**Source document**
************
June 15, 2010 — It's been exactly 20 years since Twin Peaks aired, but most of us who have watched the show, well, we never quite left Twin Peaks.
All it takes is for a few of the slow, somber notes of the Twin Peaks theme song to start blowing through our ear canals to take us back to a strange time in our lives, a time when we eagerly visited a place where a dancing midget talked backwards in a red room, where a woman’s pet log held unfathomable secrets, where a single prom picture somehow symbolized mystery, evil, and hope all at the same time, and where an accidental camera shot of a set director in a mirror would birth one of the most evil characters in the history of a medium historically bad at depicting evil.
And we still bear the emotional scars.
Twenty years ago, David Lynch introduced his impossible-to-summarize series Twin Peaks to a public used to watching television shows like Perfect Strangers, L.A. Law, and MacGyver. To summarize, Twin Peaks is the story of an FBI investigator attempting to solve the strange murder of a teenage girl named Laura Palmer in the small logging town of Twin Peaks, Washington. Overtly surreal, darkly supernatural, and peopled with characters that somehow seemed both perfectly normal and oddly deformed, the first season made television watchers vibrate excitedly on the same wavelength for a few months and made many realize that television might not have been living up to its potential for the past 60 years.
Unfortunately, the fervor deflated faster than a weather balloon hoax when the network put pressure on the show creators to reveal the solution to the central mystery of Laura Palmer’s murder. Halfway through the second season they did just that, and it was an incredible revelation in a scene that still haunts me daily. However, without that foundational mystery, the show quickly lost its resonance and then its viewership before being canceled by the end of its second season. Lynch revisited the story later in 1992 with a theatrical-release film called Twin Peaks: Fire Walk With Me that depicted the harrowing last days of the doomed teenager and added spectacular ammunition for whatever entities are in charge of my nightmares.
My own personal history with Twin Peaks is a bit time-shifted. As is sometimes my way with cultural phenomena, I didn’t experience this particular one until years later. I try to stagger stuff like that to avoid being too trendy. One day I may find out who shot J.R., if Sam Beckett ever leaped home, and what that island on Lost is all about. However, even a decade or so after it originally aired, I went through the same bafflement, intrigue, horror, breathlessness, amazement, and disappointment as everybody else did previously. Just on a faster cycle thanks to Netflix (and in a different order thanks to a ludicrously convoluted DVD release schedule).
A lot of the exterior shots of Twin Peaks were filmed in the Snoqualmie Valley area of Washington, not too far from Seattle, in the towns of Snoqualmie, North Bend, and probably others. As we drove the area, I don’t remember seeing any logging trucks like the ones that cropped up here and there in the series, but there were many signs of the area’s logging history. I mean, like literal signs proclaiming the area’s logging history.
Since the main Twin Peaks site we came to see was a restaurant, we made sure to time it for dinner. That’s right, I’m talking about the Double R Diner, frequented by just about every character in the series and home to the famous cherry pie and (excuse me) “damn fine cup of coffee” that became beacons of light and comfort for the characters in the gloom that was Twin Peaks.
************
**Records supplied**
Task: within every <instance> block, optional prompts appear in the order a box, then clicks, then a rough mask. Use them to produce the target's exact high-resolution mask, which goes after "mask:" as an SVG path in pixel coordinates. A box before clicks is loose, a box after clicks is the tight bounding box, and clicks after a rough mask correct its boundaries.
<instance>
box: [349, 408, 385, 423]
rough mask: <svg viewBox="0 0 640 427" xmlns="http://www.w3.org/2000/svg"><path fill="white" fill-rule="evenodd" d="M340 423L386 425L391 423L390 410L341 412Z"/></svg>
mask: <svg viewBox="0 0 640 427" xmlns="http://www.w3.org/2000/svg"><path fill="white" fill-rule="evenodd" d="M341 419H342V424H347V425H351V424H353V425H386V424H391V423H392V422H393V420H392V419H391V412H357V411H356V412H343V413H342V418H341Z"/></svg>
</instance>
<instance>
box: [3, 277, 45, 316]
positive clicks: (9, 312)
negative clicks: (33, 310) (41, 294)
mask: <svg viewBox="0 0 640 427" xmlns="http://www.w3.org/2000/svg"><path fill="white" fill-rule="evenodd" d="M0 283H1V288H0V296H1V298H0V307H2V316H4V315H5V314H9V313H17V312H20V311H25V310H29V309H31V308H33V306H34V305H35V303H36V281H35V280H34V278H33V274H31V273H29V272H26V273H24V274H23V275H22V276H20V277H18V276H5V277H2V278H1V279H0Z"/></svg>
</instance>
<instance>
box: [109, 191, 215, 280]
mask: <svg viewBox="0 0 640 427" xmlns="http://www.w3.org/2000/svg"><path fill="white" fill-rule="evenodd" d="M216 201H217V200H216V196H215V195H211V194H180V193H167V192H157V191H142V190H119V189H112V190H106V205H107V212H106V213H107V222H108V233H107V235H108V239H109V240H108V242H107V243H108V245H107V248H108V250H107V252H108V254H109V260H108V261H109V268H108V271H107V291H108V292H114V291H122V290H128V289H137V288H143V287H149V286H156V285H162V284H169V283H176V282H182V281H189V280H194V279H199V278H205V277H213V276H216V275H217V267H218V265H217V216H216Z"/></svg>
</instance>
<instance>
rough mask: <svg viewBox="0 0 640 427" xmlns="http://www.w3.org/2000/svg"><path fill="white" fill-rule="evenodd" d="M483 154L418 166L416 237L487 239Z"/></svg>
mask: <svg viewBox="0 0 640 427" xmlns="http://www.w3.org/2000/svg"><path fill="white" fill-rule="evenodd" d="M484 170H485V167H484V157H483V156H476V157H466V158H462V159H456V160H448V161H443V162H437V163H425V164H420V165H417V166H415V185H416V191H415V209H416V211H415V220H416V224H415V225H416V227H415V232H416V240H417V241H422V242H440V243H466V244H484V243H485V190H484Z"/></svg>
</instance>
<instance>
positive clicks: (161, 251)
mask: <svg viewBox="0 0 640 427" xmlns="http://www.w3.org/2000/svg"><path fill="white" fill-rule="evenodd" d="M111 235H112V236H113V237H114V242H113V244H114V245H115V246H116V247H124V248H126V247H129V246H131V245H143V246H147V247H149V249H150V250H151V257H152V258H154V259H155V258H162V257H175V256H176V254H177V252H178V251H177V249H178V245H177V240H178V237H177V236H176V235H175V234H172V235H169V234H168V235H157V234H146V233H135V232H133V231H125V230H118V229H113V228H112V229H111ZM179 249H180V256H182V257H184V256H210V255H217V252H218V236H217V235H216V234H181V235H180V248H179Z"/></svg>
************
**Tasks and exercises**
1. Lay out the entries as a JSON list of strings, one string per line with blank lines omitted, starting from the first line of the entries and running through the line containing "423L386 425L391 423L390".
2. Pick up the piece about visiting Twin Peaks filming locations after its last sentence and keep writing it.

**Response list**
1.
[
  "Task: within every <instance> block, optional prompts appear in the order a box, then clicks, then a rough mask. Use them to produce the target's exact high-resolution mask, which goes after \"mask:\" as an SVG path in pixel coordinates. A box before clicks is loose, a box after clicks is the tight bounding box, and clicks after a rough mask correct its boundaries.",
  "<instance>",
  "box: [349, 408, 385, 423]",
  "rough mask: <svg viewBox=\"0 0 640 427\" xmlns=\"http://www.w3.org/2000/svg\"><path fill=\"white\" fill-rule=\"evenodd\" d=\"M340 423L386 425L391 423L390 410L341 412Z\"/></svg>"
]

2.
Located at 137 West North Bend Way in North Bend, the restaurant is called Twede’s Café these days. Only the original pilot and the later movie filmed inside, with a better-lit studio mock-up used at all other points in the series. Back when it was a Twin Peaks filming location, it was the Mar-T Café. Even with the name changes, you won’t be confused whether you’re at the right diner or not. “Twin Peaks” is painted in large letters on the front, along with a Twin Peaks mural at the back and a menu inside that touts its film lineage mercilessly.
But you will be confused when you enter. Other than a parallelogram of pinkish neon tubes on the ceiling, the place where pies go when they die looks nothing like the place where we were all mesmerized by the sultry swaying of an entranced Audrey Horne. That’s because sometime around 2000, a fire walked with the interior so that the place had to be remodeled. Now, instead of the décor being stuck comfortably somewhere at 1960s truck stop, it’s now stuck awkwardly at 1980s teen hangout, with sparkly blue vinyl booths and pop culture kitsch on the walls.
Still, we chose one of those sparkly booths and jumped right into a menu that featured a Twin Peaks burger (two patties, two forms of pig, two cheeses) and touted the famous coffee and pie. Now, I don’t drink coffee for philosophic reasons, but we made sure to order the cherry pie, which unfortunately did not come with a piece of paper and a pencil for us to write an epic poem about it. Ha, that Gordon Cole. Best director cameo in the history of vanity. The pie was pretty good, even for a 20-year build-up and even accounting for changes in ownership and, I’m sure, recipes. Probably good enough, in fact, that I too could have forgotten the horrifying murder of a young girl for the few minutes it took me to eat it.
It was relatively crowded when we visited, so I was too embarrassed to take any pictures of the interior as a whole, but on a wall at the back of the restaurant near the bathroom were a bunch of pictures from the show, which seems like it would be tacit permission for picture taking. That, and the “Twin Peaks” painted in large letters on the front of the diner, the Twin Peaks mural at the back, and the menu inside that touts its film lineage mercilessly. I still didn’t.
The big surprise to me about the location was the fact that there really was a big hunk of mountain just outside the restaurant. I actually thought it had been special effected into the diner exterior scenes of the show for special effect. I forget that there was a day we didn’t spill CGI all over our moving pictures.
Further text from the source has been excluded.